What this task involves.
Count the lines of the material that contain the word "Please". Give only the number.

[Outline labeling material]
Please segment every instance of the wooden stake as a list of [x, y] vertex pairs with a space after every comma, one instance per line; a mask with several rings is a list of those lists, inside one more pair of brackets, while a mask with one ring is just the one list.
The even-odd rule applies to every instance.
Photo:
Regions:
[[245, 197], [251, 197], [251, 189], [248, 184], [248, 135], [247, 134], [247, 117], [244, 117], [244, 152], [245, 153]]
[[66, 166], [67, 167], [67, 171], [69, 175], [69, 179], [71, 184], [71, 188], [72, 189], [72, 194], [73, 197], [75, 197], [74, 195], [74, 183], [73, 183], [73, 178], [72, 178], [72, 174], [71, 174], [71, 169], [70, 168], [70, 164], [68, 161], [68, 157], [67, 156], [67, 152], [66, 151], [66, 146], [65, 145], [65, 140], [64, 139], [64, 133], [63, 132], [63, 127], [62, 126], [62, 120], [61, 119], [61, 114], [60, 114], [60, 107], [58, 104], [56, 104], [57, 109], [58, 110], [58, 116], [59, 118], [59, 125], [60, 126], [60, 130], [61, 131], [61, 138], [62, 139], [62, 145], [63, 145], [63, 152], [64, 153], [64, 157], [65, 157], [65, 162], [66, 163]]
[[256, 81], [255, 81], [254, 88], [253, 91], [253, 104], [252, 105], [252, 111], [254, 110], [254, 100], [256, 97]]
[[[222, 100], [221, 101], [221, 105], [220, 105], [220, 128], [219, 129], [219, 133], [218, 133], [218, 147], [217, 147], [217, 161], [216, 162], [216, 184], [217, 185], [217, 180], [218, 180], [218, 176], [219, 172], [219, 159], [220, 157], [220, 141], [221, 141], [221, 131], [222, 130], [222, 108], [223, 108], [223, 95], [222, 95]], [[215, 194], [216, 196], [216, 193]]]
---
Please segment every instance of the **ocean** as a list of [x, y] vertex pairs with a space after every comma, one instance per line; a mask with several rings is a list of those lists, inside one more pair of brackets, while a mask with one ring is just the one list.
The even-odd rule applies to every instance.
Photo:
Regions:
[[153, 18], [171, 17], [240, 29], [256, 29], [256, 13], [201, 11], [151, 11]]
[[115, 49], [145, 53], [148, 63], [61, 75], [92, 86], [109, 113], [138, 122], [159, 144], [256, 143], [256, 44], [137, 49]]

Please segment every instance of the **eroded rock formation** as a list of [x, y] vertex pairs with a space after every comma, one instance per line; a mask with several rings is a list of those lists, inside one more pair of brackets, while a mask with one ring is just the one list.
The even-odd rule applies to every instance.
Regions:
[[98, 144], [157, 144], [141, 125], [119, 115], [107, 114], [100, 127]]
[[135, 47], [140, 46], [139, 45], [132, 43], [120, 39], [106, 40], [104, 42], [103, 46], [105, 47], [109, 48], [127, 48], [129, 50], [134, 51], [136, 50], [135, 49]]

The result.
3